▶ To do:
Please answer these questions about the city manager profile below:
1. What difficulty level does the profile list?
2. Which two books are given as sources?
3. According to the Purpose section, who hires the city manager?

▶ Text excerpt:
---
title: City Manager
slug: city-manager
aliases:
  - city administrator
  - town manager
  - chief administrative officer
category: Government
tags:
  - public-administration
  - local-government
  - budgeting
  - management
  - governance
difficulty: expert
summary: >-
  How a professional administrator implements council policy through apolitical
  management and a balanced budget, keeping a city running across election
  cycles.
contributors:
  - soul-atlas
last_reviewed: null
provenance: ai-generated
created: '2026-06-26'
updated: '2026-06-26'
related:
  - slug: legislator
    type: collaboration
    note: >-
      council members set the policy the manager executes in the council-manager
      form
  - slug: urban-planner
    type: collaboration
    note: shapes the land-use and growth decisions the city implements
  - slug: policy-analyst
    type: related
    note: supplies the evidence behind budget and program choices
  - slug: operations-manager
    type: adjacent
    note: shares running a large organization to deliver within constraints
  - slug: public-health-officer
    type: related
    note: leads a specialized arm of the same governmental machine
specializations:
  - assistant city manager
  - town manager (small jurisdiction)
  - county administrator
  - budget director
country_variants: []
sources:
  - title: The Effective Local Government Manager (ICMA)
    kind: book
  - title: The Politics of the Budgetary Process (Wildavsky)
    kind: book
status: draft
reviewers: []
---

# City Manager

## Purpose

A city manager exists because running a municipality — water, police, fire, roads,
parks, planning, payroll for thousands — is a full-time professional job, and the
elected council that sets direction is neither equipped nor intended to run it
day to day. The manager is the chief executive hired by the council to translate
political direction into competent administration: to keep the water clean, the
streets paved, the budget balanced, and the services running, regardless of who
won the last election. The job exists to separate *what* the community wants
(politics, the council's domain) from *how* it gets delivered (administration, the
manager's domain) — and to deliver the how professionally, without fear or favor.

## Core Mission

Implement the council's policy direction through professional, apolitical
administration — delivering reliable services within a balanced budget — so that
government works no matter which way the politics turn.

▶ Data supplied:

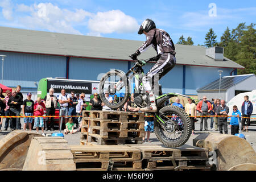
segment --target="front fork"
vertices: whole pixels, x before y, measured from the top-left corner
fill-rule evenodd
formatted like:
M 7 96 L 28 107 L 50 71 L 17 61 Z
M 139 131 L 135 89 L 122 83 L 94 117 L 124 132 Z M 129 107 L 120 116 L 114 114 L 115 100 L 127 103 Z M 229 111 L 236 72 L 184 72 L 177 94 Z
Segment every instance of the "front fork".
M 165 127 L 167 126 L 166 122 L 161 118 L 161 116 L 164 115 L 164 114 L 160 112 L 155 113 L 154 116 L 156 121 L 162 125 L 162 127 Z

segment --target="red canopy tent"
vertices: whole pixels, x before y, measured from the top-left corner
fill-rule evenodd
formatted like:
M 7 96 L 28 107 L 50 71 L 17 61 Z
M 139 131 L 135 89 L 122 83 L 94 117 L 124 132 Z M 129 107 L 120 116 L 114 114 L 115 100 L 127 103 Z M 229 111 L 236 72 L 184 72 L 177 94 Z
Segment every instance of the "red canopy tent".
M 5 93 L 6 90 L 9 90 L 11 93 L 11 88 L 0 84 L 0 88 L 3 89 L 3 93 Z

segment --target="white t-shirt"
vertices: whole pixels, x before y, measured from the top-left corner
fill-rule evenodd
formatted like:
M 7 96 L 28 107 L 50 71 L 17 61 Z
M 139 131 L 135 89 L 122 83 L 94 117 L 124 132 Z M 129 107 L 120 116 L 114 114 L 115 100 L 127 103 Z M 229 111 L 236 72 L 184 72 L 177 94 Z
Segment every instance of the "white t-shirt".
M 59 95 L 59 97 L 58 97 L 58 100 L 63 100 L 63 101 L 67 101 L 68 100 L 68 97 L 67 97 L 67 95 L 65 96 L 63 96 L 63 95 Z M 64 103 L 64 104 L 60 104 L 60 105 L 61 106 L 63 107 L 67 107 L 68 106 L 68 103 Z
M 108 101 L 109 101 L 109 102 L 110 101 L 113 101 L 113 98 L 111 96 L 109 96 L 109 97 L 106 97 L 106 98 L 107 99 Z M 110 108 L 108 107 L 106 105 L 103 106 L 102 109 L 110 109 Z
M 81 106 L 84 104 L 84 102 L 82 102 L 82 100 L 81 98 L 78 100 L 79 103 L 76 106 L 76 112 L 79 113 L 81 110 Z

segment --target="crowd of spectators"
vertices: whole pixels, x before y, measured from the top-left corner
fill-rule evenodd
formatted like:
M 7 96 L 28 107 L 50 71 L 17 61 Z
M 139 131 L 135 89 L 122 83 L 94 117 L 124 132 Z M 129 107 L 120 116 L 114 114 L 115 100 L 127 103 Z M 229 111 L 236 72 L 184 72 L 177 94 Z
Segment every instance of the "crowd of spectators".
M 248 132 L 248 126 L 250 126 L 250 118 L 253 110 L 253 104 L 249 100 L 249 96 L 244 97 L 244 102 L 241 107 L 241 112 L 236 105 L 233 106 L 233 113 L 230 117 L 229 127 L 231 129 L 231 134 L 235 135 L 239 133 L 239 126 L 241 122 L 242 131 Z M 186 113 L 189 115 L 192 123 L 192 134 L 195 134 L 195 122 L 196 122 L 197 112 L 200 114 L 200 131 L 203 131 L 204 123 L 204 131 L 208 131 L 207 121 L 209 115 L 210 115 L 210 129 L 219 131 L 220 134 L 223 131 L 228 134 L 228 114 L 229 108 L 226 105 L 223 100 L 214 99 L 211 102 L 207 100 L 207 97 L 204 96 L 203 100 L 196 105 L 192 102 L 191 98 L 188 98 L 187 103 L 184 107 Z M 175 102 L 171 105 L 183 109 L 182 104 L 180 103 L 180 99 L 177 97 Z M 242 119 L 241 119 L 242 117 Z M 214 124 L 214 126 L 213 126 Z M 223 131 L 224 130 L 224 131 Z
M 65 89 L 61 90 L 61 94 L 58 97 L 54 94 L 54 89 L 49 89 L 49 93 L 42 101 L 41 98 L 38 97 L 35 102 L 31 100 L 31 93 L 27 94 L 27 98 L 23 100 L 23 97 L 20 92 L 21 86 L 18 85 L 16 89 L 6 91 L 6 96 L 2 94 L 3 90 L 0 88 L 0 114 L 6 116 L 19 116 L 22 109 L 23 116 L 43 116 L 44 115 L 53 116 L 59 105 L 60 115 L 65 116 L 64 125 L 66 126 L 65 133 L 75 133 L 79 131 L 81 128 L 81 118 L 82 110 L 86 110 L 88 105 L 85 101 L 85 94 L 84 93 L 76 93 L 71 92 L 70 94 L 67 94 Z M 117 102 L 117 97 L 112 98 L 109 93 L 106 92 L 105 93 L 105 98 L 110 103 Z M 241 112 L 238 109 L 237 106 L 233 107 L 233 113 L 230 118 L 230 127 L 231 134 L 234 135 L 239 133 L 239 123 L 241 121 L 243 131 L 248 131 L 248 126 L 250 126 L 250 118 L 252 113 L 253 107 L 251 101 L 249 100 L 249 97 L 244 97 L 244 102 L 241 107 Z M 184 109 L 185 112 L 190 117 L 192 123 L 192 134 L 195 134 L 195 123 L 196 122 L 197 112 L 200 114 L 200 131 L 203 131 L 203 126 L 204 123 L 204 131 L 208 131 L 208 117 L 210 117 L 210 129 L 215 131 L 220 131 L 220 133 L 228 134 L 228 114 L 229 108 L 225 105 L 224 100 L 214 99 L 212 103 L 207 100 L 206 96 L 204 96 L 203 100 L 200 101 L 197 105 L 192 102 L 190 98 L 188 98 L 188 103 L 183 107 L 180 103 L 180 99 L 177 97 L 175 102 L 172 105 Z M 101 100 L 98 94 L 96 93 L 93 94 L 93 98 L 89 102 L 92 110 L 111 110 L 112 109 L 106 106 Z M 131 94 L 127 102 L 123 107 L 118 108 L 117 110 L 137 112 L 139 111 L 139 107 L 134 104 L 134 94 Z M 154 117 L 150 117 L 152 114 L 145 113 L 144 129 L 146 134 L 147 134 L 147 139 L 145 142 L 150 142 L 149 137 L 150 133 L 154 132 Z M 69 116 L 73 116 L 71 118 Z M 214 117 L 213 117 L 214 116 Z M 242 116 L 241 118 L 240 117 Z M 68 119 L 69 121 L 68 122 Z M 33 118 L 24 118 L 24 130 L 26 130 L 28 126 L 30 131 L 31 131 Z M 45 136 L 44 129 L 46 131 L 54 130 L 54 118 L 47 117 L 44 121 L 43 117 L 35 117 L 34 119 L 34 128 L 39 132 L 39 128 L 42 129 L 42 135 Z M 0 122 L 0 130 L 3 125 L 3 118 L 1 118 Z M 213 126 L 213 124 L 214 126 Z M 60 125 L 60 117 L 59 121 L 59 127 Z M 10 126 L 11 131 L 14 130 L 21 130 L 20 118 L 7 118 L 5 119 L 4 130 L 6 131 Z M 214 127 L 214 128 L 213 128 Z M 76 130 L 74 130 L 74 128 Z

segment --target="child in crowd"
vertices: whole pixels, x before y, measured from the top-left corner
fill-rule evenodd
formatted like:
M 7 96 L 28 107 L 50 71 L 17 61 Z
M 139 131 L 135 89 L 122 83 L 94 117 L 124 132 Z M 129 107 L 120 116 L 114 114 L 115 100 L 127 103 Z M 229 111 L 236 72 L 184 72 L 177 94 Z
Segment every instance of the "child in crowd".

▶ Solution:
1. Expert.
2. The Effective Local Government Manager (ICMA) and The Politics of the Budgetary Process (Wildavsky).
3. The elected council.